▸ ACTION ITEM:
Reproduce the passage below on dog dental health and diet word for word, in full.

┌─ EXERCISE PASSAGE

Now that brushing your dog's teeth is easier and simpler than ever before, there's no reason not to.
Many pet parents feed their dogs dry food versus canned because they believe kibble will help clean their dog's teeth. However, the results of scientific studies about whether dry kibble is better for dog dental health are inconclusive. Past studies show that dogs who ate dry food had better oral health than those who ate canned, but a 1996 study found few differences in regards to their levels of tartar, gingivitis, and periodontal bone loss.
Another study from 2007 looked at the effects of the size of the kibble and found that increasing the kibble size 50%, resulting in a significant decrease in the accumulation of tartar. More recent studies have also suggested that feeding dogs dry food and daily dental chews results in better oral hygiene than dry food alone.
You will also find many special dental diets on the market today as well. Diet can factor into the overall health of your dog in a variety of ways. Make sure that you feed them nutritionally balanced dog food. Some foods inhibit bacteria growth and the formation of plaque.
Try to feed your dog fewer table scraps as human foods high in carbs and sugars can have a negative impact on dog oral health. Also, consider all of the non-food items your dog puts in his or her mouth. Be more mindful of what your dog is eating outside and inside your home.
Remember, before making a major change to your dog's diet, it's important to discuss it with your vet.

└─
┌─ DATA FOR ANALYSIS

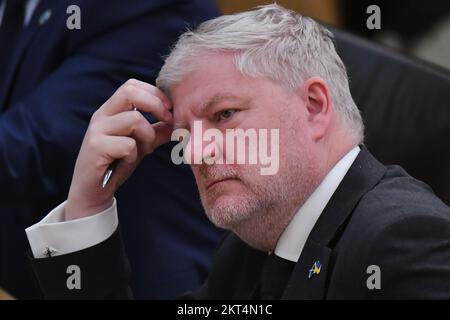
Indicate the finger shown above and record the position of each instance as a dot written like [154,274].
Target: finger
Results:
[132,124]
[153,90]
[111,148]
[129,96]
[163,133]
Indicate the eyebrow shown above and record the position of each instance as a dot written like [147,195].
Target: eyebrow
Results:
[215,100]
[204,108]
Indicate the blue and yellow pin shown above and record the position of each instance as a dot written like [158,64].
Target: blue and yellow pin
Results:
[315,269]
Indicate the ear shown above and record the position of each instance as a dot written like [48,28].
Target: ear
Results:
[319,106]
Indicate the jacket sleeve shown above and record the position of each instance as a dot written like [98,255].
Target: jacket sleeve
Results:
[98,272]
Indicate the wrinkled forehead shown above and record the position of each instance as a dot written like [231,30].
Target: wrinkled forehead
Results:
[212,77]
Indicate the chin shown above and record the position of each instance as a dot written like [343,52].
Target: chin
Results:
[228,211]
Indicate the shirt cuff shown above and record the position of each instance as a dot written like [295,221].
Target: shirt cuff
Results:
[53,236]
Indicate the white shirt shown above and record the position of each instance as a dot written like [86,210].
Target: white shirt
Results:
[29,9]
[53,234]
[293,239]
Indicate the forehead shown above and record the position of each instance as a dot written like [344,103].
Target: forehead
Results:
[214,77]
[213,73]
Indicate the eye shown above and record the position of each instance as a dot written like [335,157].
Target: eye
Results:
[226,114]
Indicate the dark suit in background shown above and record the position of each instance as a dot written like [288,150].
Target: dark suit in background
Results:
[55,81]
[378,216]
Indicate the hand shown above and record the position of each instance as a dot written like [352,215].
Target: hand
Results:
[117,132]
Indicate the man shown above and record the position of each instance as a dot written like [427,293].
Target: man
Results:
[51,82]
[332,223]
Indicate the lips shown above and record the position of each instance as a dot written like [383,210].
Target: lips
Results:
[212,183]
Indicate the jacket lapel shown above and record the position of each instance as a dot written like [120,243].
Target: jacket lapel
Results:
[306,283]
[26,37]
[362,176]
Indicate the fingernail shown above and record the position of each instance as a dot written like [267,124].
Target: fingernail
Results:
[167,115]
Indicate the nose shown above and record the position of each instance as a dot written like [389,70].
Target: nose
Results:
[203,146]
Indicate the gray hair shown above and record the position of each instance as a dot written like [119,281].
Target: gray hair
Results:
[271,42]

└─

▸ ANSWER SECTION:
Now that brushing your dog's teeth is easier and simpler than ever before, there's no reason not to.
Many pet parents feed their dogs dry food versus canned because they believe kibble will help clean their dog's teeth. However, the results of scientific studies about whether dry kibble is better for dog dental health are inconclusive. Past studies show that dogs who ate dry food had better oral health than those who ate canned, but a 1996 study found few differences in regards to their levels of tartar, gingivitis, and periodontal bone loss.
Another study from 2007 looked at the effects of the size of the kibble and found that increasing the kibble size 50%, resulting in a significant decrease in the accumulation of tartar. More recent studies have also suggested that feeding dogs dry food and daily dental chews results in better oral hygiene than dry food alone.
You will also find many special dental diets on the market today as well. Diet can factor into the overall health of your dog in a variety of ways. Make sure that you feed them nutritionally balanced dog food. Some foods inhibit bacteria growth and the formation of plaque.
Try to feed your dog fewer table scraps as human foods high in carbs and sugars can have a negative impact on dog oral health. Also, consider all of the non-food items your dog puts in his or her mouth. Be more mindful of what your dog is eating outside and inside your home.
Remember, before making a major change to your dog's diet, it's important to discuss it with your vet.